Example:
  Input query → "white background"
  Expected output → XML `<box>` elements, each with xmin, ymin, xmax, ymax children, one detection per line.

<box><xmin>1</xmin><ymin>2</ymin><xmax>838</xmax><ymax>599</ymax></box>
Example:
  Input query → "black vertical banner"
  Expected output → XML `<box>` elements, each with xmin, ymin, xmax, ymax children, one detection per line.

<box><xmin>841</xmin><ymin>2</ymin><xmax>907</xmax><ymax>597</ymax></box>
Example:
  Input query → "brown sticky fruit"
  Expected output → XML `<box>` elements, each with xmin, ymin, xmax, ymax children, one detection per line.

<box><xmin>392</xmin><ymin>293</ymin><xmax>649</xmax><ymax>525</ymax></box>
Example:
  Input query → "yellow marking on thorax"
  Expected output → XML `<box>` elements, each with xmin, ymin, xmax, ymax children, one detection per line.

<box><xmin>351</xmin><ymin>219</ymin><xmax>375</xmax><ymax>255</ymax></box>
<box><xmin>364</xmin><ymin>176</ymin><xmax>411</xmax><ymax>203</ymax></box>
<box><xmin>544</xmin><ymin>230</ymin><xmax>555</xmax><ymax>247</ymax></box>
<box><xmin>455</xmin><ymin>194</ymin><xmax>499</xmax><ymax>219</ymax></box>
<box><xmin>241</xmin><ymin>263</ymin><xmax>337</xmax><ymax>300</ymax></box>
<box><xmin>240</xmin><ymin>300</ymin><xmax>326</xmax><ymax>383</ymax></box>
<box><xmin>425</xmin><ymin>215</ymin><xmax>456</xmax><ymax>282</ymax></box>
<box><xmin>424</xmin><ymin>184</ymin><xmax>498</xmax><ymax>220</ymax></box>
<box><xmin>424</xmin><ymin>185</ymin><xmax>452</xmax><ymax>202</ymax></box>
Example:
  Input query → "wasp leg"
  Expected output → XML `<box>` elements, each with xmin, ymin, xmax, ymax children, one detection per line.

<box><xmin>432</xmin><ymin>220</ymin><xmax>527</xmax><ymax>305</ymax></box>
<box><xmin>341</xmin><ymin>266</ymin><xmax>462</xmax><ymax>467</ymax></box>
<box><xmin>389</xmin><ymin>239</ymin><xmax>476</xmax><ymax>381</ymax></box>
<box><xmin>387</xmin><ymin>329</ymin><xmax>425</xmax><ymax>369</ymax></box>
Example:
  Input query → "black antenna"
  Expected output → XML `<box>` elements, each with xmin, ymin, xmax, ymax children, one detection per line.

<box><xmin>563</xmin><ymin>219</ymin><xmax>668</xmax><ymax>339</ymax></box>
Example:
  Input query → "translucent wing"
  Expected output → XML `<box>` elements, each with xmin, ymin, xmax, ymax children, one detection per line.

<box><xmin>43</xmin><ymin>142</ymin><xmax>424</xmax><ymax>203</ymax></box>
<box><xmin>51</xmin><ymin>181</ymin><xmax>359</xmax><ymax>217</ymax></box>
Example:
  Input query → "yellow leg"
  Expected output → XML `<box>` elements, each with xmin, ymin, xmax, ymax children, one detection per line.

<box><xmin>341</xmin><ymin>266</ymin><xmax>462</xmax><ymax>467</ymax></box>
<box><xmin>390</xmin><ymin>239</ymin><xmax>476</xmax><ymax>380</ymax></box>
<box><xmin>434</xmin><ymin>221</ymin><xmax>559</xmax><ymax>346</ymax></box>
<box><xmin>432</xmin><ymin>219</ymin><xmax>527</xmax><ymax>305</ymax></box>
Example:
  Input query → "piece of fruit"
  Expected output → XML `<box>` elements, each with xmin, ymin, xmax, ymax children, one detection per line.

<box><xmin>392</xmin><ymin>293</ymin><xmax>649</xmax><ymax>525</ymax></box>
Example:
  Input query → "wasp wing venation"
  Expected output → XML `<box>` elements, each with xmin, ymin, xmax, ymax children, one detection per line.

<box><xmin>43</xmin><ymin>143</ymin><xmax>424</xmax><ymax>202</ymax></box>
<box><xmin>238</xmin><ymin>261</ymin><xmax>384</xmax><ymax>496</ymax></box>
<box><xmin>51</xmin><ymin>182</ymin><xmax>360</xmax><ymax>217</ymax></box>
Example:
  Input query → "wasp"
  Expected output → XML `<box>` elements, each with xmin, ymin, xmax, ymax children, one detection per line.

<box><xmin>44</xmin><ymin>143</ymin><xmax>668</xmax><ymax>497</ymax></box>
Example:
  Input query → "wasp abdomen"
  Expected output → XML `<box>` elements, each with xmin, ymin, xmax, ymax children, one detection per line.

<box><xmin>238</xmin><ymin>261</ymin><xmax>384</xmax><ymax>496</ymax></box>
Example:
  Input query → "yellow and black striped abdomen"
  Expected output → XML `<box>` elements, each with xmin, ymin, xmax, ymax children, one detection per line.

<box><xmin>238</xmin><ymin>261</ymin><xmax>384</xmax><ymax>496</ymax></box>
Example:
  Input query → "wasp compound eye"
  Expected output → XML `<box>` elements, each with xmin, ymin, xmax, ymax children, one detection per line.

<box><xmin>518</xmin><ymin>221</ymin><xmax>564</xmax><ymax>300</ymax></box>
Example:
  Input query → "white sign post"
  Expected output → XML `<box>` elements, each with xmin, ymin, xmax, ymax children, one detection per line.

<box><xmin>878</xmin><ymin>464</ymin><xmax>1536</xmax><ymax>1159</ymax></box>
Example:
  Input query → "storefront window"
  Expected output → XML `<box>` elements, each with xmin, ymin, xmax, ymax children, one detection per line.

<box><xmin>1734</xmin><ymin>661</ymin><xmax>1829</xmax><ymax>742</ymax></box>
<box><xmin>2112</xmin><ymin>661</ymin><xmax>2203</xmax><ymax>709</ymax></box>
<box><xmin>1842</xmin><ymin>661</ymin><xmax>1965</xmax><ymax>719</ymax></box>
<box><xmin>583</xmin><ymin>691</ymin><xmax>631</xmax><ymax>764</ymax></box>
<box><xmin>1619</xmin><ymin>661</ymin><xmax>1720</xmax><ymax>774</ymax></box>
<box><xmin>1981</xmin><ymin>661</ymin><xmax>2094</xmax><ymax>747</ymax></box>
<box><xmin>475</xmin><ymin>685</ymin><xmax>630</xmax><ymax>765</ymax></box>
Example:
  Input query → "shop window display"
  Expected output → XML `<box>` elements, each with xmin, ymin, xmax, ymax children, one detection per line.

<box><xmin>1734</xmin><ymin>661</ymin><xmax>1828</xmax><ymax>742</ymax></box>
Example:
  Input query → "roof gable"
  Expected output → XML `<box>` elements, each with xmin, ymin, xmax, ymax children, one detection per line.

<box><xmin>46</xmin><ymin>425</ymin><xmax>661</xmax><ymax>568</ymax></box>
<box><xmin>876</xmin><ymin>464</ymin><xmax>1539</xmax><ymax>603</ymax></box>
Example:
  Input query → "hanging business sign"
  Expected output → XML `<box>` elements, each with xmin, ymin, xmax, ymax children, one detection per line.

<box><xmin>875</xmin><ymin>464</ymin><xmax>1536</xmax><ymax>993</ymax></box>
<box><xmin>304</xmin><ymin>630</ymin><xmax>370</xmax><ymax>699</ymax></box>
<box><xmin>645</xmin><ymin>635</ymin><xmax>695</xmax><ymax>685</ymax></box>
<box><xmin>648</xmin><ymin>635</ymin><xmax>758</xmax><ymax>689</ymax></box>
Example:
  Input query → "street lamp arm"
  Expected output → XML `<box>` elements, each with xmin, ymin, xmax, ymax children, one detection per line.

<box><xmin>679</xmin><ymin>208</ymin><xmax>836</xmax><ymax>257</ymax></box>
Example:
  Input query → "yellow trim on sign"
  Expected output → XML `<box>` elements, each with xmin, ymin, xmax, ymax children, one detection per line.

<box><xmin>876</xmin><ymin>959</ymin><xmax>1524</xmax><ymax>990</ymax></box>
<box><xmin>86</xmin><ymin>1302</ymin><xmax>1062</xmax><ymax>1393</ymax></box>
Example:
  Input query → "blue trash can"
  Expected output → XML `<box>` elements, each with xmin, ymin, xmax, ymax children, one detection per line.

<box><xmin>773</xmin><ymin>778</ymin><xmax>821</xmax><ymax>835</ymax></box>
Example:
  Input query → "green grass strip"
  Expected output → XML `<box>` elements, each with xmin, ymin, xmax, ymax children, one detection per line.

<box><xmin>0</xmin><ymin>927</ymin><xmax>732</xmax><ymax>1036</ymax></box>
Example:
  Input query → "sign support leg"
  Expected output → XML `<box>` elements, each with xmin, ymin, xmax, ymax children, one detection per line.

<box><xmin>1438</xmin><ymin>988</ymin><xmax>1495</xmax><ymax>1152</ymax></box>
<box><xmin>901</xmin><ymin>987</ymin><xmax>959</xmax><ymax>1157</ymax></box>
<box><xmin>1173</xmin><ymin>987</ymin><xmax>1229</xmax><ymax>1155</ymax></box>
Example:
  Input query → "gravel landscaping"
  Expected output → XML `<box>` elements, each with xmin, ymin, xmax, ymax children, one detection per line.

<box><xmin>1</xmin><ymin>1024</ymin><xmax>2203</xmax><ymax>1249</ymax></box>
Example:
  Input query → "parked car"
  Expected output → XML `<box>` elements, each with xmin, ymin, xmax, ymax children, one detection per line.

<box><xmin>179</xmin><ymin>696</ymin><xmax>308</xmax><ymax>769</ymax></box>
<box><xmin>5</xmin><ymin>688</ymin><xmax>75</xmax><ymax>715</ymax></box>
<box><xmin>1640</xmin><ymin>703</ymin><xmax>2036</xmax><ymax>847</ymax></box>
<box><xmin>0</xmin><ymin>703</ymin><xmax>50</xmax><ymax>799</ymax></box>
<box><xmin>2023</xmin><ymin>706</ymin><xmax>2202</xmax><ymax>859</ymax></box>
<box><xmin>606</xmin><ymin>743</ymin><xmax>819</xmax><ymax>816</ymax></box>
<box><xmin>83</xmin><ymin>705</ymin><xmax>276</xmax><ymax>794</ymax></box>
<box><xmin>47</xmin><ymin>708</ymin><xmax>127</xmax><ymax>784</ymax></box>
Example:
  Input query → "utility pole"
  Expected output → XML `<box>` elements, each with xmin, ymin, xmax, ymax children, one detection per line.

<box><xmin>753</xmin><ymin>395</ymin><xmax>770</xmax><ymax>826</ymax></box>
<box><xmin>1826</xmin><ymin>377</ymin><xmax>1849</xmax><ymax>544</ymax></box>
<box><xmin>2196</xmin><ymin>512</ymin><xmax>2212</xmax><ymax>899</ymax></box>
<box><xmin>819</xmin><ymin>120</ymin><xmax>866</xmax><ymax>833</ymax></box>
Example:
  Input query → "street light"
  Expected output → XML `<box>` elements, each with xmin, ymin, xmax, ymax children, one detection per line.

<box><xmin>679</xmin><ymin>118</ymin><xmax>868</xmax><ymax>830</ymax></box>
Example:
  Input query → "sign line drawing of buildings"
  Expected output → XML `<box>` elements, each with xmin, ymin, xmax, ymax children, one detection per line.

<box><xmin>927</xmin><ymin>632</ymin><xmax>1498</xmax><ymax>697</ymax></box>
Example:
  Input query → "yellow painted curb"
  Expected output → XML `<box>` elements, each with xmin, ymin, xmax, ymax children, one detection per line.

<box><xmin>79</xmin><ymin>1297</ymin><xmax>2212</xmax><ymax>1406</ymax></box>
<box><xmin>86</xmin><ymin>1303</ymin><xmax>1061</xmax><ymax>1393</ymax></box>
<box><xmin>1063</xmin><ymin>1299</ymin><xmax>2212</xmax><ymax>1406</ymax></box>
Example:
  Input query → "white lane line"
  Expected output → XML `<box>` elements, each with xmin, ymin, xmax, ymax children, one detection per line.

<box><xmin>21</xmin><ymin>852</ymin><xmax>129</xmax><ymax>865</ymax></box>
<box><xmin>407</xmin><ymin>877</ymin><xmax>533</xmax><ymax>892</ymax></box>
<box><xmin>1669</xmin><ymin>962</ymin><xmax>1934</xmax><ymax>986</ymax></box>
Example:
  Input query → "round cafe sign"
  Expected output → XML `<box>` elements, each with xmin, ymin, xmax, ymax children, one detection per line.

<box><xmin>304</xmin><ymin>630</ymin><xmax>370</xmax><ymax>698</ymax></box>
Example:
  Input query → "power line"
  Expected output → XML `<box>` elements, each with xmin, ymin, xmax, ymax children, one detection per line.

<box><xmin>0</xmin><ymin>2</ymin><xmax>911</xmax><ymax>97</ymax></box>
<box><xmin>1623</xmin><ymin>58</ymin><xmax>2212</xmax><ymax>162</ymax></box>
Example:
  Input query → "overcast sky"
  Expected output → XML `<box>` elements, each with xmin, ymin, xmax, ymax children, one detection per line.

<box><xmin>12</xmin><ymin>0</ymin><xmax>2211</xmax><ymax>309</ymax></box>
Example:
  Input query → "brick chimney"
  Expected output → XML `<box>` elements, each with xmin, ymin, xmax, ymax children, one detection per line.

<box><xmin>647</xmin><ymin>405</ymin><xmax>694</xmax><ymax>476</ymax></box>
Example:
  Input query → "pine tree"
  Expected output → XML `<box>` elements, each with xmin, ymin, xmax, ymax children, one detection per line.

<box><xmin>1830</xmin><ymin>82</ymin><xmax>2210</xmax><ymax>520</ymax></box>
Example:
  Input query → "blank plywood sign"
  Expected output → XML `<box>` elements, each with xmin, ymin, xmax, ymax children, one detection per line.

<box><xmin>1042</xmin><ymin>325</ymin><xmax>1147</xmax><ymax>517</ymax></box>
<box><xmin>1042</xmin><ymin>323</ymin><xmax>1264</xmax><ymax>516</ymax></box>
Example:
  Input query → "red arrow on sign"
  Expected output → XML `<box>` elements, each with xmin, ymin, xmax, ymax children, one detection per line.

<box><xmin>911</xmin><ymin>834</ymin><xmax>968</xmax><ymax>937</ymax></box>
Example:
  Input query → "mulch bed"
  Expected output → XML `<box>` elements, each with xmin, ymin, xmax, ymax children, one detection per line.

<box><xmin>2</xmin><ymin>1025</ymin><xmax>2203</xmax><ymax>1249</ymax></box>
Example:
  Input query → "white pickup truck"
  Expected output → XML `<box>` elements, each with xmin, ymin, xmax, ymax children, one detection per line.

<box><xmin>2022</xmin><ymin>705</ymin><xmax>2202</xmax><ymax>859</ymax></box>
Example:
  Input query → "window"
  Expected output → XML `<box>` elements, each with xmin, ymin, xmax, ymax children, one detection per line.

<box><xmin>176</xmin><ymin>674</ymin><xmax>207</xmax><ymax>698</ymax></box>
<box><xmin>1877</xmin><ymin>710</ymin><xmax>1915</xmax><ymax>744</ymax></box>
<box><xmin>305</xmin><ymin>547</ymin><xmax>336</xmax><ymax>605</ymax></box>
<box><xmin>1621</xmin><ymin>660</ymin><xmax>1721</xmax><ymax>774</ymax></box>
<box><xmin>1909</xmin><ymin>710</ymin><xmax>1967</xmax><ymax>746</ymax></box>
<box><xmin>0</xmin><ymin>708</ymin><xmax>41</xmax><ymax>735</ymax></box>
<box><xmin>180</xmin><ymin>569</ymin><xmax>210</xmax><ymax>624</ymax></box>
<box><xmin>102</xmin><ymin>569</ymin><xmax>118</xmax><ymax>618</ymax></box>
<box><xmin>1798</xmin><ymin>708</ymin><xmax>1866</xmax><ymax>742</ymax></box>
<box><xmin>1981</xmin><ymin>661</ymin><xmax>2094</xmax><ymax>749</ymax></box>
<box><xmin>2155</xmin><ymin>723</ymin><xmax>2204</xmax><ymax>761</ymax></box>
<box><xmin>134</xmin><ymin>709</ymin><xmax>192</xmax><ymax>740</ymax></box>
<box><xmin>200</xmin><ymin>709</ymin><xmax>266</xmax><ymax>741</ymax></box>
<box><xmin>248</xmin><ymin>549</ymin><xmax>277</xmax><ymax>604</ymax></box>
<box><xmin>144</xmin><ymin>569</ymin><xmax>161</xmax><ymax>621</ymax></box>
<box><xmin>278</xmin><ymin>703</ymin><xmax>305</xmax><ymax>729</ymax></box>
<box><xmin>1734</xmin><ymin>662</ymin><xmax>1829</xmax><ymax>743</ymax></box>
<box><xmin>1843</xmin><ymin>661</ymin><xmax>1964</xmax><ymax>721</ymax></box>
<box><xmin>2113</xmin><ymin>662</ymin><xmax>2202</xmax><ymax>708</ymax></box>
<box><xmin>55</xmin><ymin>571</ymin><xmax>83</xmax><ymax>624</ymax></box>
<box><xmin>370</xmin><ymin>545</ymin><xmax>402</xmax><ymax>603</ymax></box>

────────────────

#### Activity
The records are above. How many lines in them contain the word "white"? Give the number alone.

#### Answer to this problem
4